- **Exercise details**:
The copy you return must match the listing word for word and carry no pictures.

- **Study material**:
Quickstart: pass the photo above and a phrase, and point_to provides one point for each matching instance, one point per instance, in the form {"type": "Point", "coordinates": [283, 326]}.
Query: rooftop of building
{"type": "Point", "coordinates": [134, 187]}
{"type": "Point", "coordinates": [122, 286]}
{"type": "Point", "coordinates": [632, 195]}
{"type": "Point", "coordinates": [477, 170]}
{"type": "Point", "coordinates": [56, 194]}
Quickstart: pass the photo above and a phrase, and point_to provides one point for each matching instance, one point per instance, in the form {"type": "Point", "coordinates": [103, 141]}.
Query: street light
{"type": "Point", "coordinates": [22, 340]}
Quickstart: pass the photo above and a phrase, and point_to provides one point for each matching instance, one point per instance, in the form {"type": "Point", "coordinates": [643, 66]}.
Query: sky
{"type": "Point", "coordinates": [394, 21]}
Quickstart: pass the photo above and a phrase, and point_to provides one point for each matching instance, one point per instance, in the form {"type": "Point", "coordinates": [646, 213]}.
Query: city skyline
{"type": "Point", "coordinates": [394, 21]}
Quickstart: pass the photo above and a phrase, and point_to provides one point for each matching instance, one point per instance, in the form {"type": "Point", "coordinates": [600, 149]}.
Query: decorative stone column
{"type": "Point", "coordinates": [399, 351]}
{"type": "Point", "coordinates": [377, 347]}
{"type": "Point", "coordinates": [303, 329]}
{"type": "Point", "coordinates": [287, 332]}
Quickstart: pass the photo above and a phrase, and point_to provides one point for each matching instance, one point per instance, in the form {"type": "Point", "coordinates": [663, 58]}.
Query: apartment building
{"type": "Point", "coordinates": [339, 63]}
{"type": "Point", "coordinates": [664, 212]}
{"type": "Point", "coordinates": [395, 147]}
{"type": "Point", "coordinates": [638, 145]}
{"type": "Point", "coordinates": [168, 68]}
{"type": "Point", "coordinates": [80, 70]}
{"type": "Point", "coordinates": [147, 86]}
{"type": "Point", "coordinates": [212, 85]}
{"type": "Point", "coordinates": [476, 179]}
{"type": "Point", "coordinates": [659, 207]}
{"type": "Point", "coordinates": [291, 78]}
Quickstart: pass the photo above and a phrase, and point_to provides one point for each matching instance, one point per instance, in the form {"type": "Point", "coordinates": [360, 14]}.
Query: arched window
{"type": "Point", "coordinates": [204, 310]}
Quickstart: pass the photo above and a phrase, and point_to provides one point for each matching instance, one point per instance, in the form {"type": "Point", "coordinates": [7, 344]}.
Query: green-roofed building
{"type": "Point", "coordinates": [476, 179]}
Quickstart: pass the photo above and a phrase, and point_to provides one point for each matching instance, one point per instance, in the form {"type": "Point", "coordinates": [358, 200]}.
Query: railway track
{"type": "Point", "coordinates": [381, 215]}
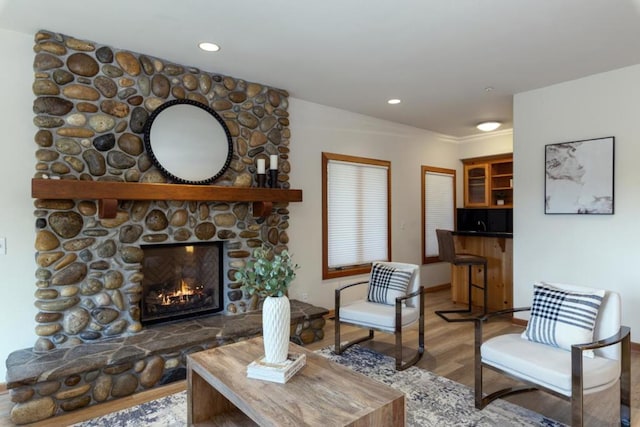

- **Answer area**:
Quickstart: pass the photo above and a phrase, and point_to provides one point for each matching instance, one point per instance, in the form {"type": "Point", "coordinates": [283, 326]}.
Query: rooftop of building
{"type": "Point", "coordinates": [134, 187]}
{"type": "Point", "coordinates": [122, 286]}
{"type": "Point", "coordinates": [632, 195]}
{"type": "Point", "coordinates": [477, 170]}
{"type": "Point", "coordinates": [56, 194]}
Quickstart: pass the photo above and a phrase, and point_to provides one point for each matching instance, one point per instance, in the form {"type": "Point", "coordinates": [103, 141]}.
Query: street light
{"type": "Point", "coordinates": [22, 340]}
Quickstart: pass the photo above and a phrase, and point_to provides one point for each matching instance, one point per instance, in the form {"type": "Point", "coordinates": [643, 66]}.
Query: sky
{"type": "Point", "coordinates": [394, 21]}
Quickstart: pass the photo above and a phrase, and point_to provides one point for each matching instance, one point per instance, in the form {"type": "Point", "coordinates": [646, 213]}.
Query: city skyline
{"type": "Point", "coordinates": [394, 21]}
Quickstart: pass the photo above and a phrase, and point_to provides one point for each matching instance, one point per instance, in the form {"type": "Point", "coordinates": [600, 149]}.
Query: decorative stone column
{"type": "Point", "coordinates": [399, 351]}
{"type": "Point", "coordinates": [377, 347]}
{"type": "Point", "coordinates": [303, 329]}
{"type": "Point", "coordinates": [287, 332]}
Quickstart: pass the photo above and a phrase, and point_to provides one point for each matching instance, one point per instance, in the form {"type": "Point", "coordinates": [663, 58]}.
Query: apartment building
{"type": "Point", "coordinates": [339, 63]}
{"type": "Point", "coordinates": [664, 212]}
{"type": "Point", "coordinates": [395, 147]}
{"type": "Point", "coordinates": [638, 145]}
{"type": "Point", "coordinates": [168, 68]}
{"type": "Point", "coordinates": [80, 70]}
{"type": "Point", "coordinates": [147, 86]}
{"type": "Point", "coordinates": [212, 85]}
{"type": "Point", "coordinates": [476, 179]}
{"type": "Point", "coordinates": [659, 207]}
{"type": "Point", "coordinates": [291, 78]}
Quickstart: pass the photo above and a phrase, and point_to provides one point for each matching instance, one point per instance, in the form {"type": "Point", "coordinates": [360, 14]}.
Query: arched window
{"type": "Point", "coordinates": [204, 310]}
Quickstart: pass the photo above and a phrase, and point_to provides one point for each matching instance, one point per instance, in the form {"type": "Point", "coordinates": [7, 344]}.
Query: green-roofed building
{"type": "Point", "coordinates": [476, 179]}
Quickstart: pass the photo above and a phrase, and point_to provides one point for each matching instance, one point per instance, in the form {"type": "Point", "coordinates": [358, 200]}.
Query: railway track
{"type": "Point", "coordinates": [381, 215]}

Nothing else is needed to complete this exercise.